### やること一覧
A: 南蛮屏風の文章にある「したがって、当然ながら鎖国以前の17世紀前半に描かれたものが多い。」という一文を英語に訳す。
B: 南蛮屏風の文章で、狭義の南蛮屏風の呼び名として挙げられているものをすべて書き出す。
C: 南蛮屏風の文章を、最後の文のあとから書き進める。

### 読む文章
# # # #

南蛮屏風とは、南蛮人つまり16世紀後半から17世紀前半にかけて来航したポルトガル系の外国人を画中に描く屏風を、広義においては総称する。したがって、当然ながら鎖国以前の17世紀前半に描かれたものが多い。狭義では、日本の港に碇泊する南蛮船と港町風俗を描くもので、ときに異国の情景を含むものをも指し、これらは南蛮人渡来図(来航図・交易図)などと呼ばれることもある。

*ジャパンナレッジパーソナル版『国史大辞典』(吉川弘文館)より引用


 南蛮屏風とは、上記に言うように、「ポルトガル系の外国人」を描くものを総称していたが、太田が述べているオランダ人をあつかったものは、時期も「維新前の例の黒船騒ぎの頃」とされているので、「南蛮人渡来図」に分類されるものなのだろう。

《潮風》   太田三郎『欧洲婦人風俗』(大正13年6月15日 婦女界社)

# # # #

### 抜粋データ
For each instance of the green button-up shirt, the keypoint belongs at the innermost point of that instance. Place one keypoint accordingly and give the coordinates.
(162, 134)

# # # #

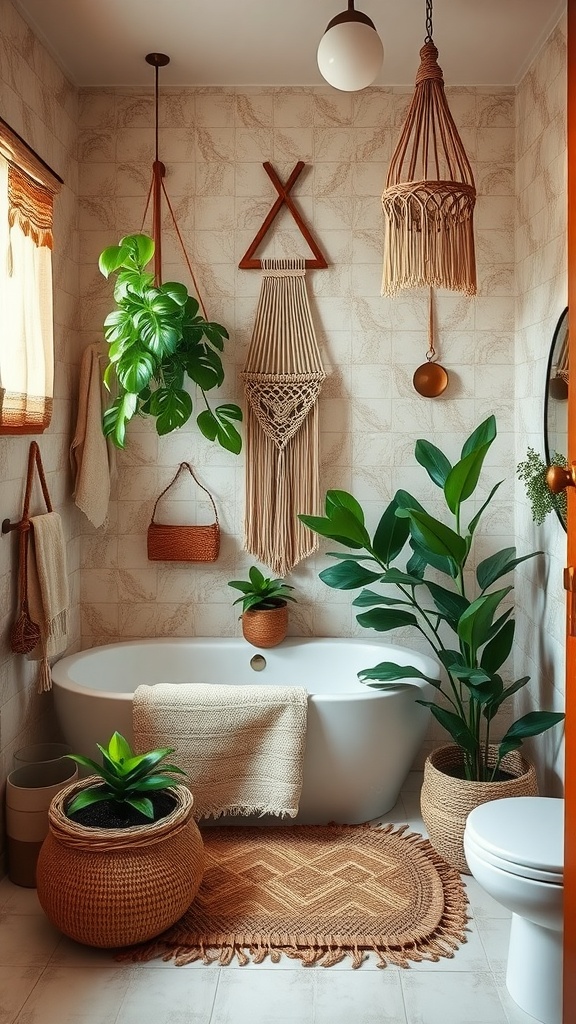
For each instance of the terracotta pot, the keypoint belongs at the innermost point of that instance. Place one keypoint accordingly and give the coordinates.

# # # #

### 解答
A: Accordingly, as a matter of course, many of them were painted in the first half of the 17th century, before the period of national seclusion.

B: 南蛮人渡来図、来航図、交易図

C:
 《潮風》に描かれた衣装については、太田は次のように記している。

 この絵の服装なども、またそうしたたぐひの一つで、これはアムステルダムから、急げば日帰りでも行つて来られる距離にあるマルケンといふ島のわかい女の姿であります。———いや、わかい女の姿と申しましたが、本統は、すべての女の姿であります。ごく幼い娘の姿でもあり、また年とつた女の姿でもあります。何故なら、奇妙じやありませんか、この島では、お祖母さんから娘から孫まで、みなすべて同じ服装、同じ形の同じ種類の同じ色のものを着てをりますから。——かなりな年配でゐて、それでやつぱり耳のあたりに初々しい髪を垂したり派手な衣をつけたりした女が、幾人かの娘たち(年齢によつてたゞ順々におほきさが縮まったゞけの同じ服装の娘たち)と一しょに、木靴サボウの音をカラコロさせてをるのなどを見ては、まるでそのひとが、その「過去の日」そのものの生きた姿を、年代順に引つれて歩いてをるのを見るような気がしましたよ。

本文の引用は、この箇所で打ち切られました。